Yazılı görev:
Aşağıdaki öğelerde geçen "Each line holds" ifadesini her yerde "Every line contains" ile değiştir ve diğer her şeyi olduğu gibi bırakarak satırları yeniden yaz.

# # #

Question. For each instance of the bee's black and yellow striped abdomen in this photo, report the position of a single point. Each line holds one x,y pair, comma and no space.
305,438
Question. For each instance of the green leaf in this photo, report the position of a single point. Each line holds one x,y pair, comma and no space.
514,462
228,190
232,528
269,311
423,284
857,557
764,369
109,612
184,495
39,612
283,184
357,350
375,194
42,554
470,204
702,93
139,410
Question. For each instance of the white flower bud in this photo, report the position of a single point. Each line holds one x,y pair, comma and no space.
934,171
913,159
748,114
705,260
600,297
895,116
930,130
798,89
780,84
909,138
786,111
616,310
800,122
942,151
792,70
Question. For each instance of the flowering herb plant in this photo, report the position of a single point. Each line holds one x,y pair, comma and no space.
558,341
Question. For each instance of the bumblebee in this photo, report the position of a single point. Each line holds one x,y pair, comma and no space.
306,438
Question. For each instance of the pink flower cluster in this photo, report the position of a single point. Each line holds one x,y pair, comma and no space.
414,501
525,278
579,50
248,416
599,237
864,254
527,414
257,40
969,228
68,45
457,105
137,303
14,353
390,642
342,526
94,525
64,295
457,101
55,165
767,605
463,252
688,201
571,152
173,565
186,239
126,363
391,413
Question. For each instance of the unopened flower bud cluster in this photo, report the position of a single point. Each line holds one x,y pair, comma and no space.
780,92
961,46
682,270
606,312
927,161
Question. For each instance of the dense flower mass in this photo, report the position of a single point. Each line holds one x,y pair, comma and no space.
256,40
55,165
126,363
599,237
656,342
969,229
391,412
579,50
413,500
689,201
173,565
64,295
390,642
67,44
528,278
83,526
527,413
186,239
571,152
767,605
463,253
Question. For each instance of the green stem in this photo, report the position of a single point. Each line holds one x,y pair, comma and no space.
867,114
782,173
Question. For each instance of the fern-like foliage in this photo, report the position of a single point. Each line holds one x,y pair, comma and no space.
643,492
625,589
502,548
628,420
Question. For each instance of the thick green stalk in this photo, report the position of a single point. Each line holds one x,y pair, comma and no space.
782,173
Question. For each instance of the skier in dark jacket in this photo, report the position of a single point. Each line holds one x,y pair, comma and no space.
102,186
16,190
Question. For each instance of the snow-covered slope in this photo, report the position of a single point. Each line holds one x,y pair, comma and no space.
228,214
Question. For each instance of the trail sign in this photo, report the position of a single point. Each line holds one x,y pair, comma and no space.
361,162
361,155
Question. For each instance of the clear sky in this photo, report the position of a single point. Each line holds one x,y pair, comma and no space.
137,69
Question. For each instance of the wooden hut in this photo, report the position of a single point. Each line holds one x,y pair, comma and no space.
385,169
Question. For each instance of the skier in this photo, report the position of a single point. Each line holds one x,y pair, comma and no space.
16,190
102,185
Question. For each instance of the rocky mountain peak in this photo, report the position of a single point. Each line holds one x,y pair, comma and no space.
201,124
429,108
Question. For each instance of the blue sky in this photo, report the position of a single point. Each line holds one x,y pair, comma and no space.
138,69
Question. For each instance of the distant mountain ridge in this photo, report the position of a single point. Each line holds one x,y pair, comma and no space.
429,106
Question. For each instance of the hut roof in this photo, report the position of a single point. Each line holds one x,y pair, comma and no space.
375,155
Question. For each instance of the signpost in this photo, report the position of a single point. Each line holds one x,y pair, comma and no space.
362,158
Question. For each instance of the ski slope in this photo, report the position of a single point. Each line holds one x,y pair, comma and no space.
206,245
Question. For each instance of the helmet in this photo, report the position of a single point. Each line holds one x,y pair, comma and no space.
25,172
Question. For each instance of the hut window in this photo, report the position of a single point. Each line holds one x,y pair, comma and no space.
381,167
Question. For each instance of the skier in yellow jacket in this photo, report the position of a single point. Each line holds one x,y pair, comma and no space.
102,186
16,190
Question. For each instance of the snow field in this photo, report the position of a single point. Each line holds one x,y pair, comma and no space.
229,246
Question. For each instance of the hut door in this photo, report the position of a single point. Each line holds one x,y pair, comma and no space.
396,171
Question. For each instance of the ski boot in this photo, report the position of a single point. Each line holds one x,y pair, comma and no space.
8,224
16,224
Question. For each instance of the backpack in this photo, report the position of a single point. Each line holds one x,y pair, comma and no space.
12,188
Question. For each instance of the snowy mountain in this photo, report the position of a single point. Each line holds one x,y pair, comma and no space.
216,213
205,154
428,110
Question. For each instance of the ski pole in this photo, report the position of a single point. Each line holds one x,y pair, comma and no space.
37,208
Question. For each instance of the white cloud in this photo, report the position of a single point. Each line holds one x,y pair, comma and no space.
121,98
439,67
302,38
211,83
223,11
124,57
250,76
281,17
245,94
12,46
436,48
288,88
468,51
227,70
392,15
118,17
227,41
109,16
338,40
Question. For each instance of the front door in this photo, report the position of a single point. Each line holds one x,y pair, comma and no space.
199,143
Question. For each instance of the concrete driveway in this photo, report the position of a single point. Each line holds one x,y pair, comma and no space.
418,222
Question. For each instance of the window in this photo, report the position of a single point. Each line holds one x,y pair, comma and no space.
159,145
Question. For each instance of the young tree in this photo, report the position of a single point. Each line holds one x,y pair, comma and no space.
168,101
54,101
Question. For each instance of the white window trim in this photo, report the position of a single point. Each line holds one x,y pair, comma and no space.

# # #

Yazılı cevap:
Question. For each instance of the bee's black and yellow striped abdomen in this photo, report the position of a single point. Every line contains one x,y pair, comma and no space.
305,438
Question. For each instance of the green leaf in this photo, report the position of a single point. Every line contains one x,y pair, comma and no space.
514,462
228,190
232,528
269,311
423,284
857,557
764,369
109,612
184,495
39,612
283,184
357,350
375,194
42,554
470,204
702,93
139,410
Question. For each instance of the white flower bud in this photo, report the position of a single point. Every line contains one x,y pair, comma and no space.
934,171
913,159
748,114
705,260
600,297
895,116
930,130
798,89
780,84
909,138
786,111
616,310
800,122
942,151
792,70
Question. For each instance of the flowering herb plant in this photo, report the position of a single point. Every line contains one x,y pair, comma and no space.
558,341
Question. For each instance of the bumblebee in this photo, report the position of a single point. Every line contains one x,y pair, comma and no space.
306,438
Question. For each instance of the pink flower cluster in this photo, report the position of a single point. Every line contains one x,y pair, comma and no space.
414,501
525,278
579,50
248,416
599,237
864,254
527,414
257,40
969,228
68,45
457,105
137,303
14,353
390,642
342,526
94,525
64,295
457,101
55,165
767,605
463,252
688,201
571,152
173,565
186,239
126,363
391,413
Question. For each instance of the unopened flower bud cluster in this photo, report the position of a single point. Every line contains one x,y pair, comma and no space.
780,92
961,46
682,270
606,312
927,161
Question. For each instance of the dense flower mass in this photo, report the position of a single point. Every line contains one x,y pair, comma and no space.
256,40
55,165
126,363
599,237
656,342
969,229
391,412
579,50
413,500
689,201
173,565
64,295
390,642
67,44
528,278
83,526
527,413
186,239
571,152
767,605
463,253
Question. For each instance of the green stem in this photo, report the position of a single point. Every line contains one x,y pair, comma and no space.
867,114
782,173
Question. For each instance of the fern-like foliage in this photo, report the position of a single point. Every line contains one x,y pair, comma and no space.
643,492
625,589
502,548
628,420
Question. For each instance of the thick green stalk in this photo, report the position of a single point. Every line contains one x,y pair, comma and no space.
782,173
Question. For each instance of the skier in dark jacket in this photo, report the position of a single point. Every line contains one x,y pair, comma and no space.
102,186
16,190
Question. For each instance of the snow-covered slope in this photo, report the position of a single point. Every line contains one x,y pair, comma and no space.
228,214
Question. For each instance of the trail sign in this photo, report the position of a single point. Every line contains one x,y pair, comma and no space.
361,162
361,155
Question. For each instance of the clear sky in this photo, report the position of a single point. Every line contains one x,y pair, comma and no space.
137,69
Question. For each instance of the wooden hut in this photo, report the position of a single point. Every line contains one x,y pair, comma and no space.
385,169
Question. For each instance of the skier in this photo, report the position of a single point. Every line contains one x,y pair, comma and no space.
16,190
102,185
Question. For each instance of the rocky mountain peak in this photo, report the position of a single point. Every line contains one x,y pair, comma and no space.
201,124
429,108
Question. For each instance of the blue sky in this photo, report the position of a single point. Every line contains one x,y pair, comma and no space.
138,69
Question. For each instance of the distant mountain ridge in this photo, report the position of a single point. Every line contains one x,y pair, comma and no space.
429,106
Question. For each instance of the hut roof in this photo, report the position of a single point. Every line contains one x,y pair, comma and no space.
375,155
Question. For each instance of the signpost in this photo, report the position of a single point. Every line contains one x,y pair, comma and no space.
362,158
Question. For each instance of the ski slope in this photo, report the position of a single point. Every line contains one x,y pair, comma and no space.
206,245
Question. For each instance of the helmet in this photo, report the position of a single point. Every line contains one x,y pair, comma and no space.
25,172
Question. For each instance of the hut window in this photo, report the position of a single point. Every line contains one x,y pair, comma and no space.
381,167
Question. For each instance of the skier in yellow jacket in this photo, report the position of a single point. Every line contains one x,y pair, comma and no space.
102,186
16,190
Question. For each instance of the snow field in this photo, report the position of a single point. Every line contains one x,y pair, comma and no space.
229,246
Question. For each instance of the hut door in this photo, report the position of a single point. Every line contains one x,y pair, comma and no space.
396,171
Question. For each instance of the ski boot in this photo, report the position of a single point. Every line contains one x,y pair, comma and no space.
8,224
16,224
Question. For each instance of the backpack in this photo, report the position of a single point. Every line contains one x,y pair, comma and no space.
12,188
Question. For each instance of the snowy mountain in this photo, report the position of a single point. Every line contains one x,y pair, comma and no space.
216,213
205,154
428,110
Question. For each instance of the ski pole in this photo, report the position of a single point. Every line contains one x,y pair, comma and no space.
37,208
Question. For each instance of the white cloud in this photo, report the position of a single point. Every line contains one x,y pair, comma and no space.
121,98
439,67
302,38
211,83
223,11
124,57
250,76
281,17
245,94
12,46
436,48
288,88
468,51
227,70
392,15
118,17
227,41
109,16
338,40
Question. For each instance of the front door in this photo, report the position of a single point. Every line contains one x,y pair, comma and no space.
199,143
Question. For each instance of the concrete driveway in this photo, report the position of a single point. Every line contains one x,y pair, comma and no space.
418,222
Question. For each instance of the window in this photo, report the position of a single point. Every line contains one x,y pair, comma and no space.
159,145
Question. For each instance of the young tree in this photo, report the position of a single point. Every line contains one x,y pair, comma and no space.
168,101
54,101
Question. For each instance of the white window trim in this photo, report the position of a single point. Every line contains one x,y pair, comma and no space.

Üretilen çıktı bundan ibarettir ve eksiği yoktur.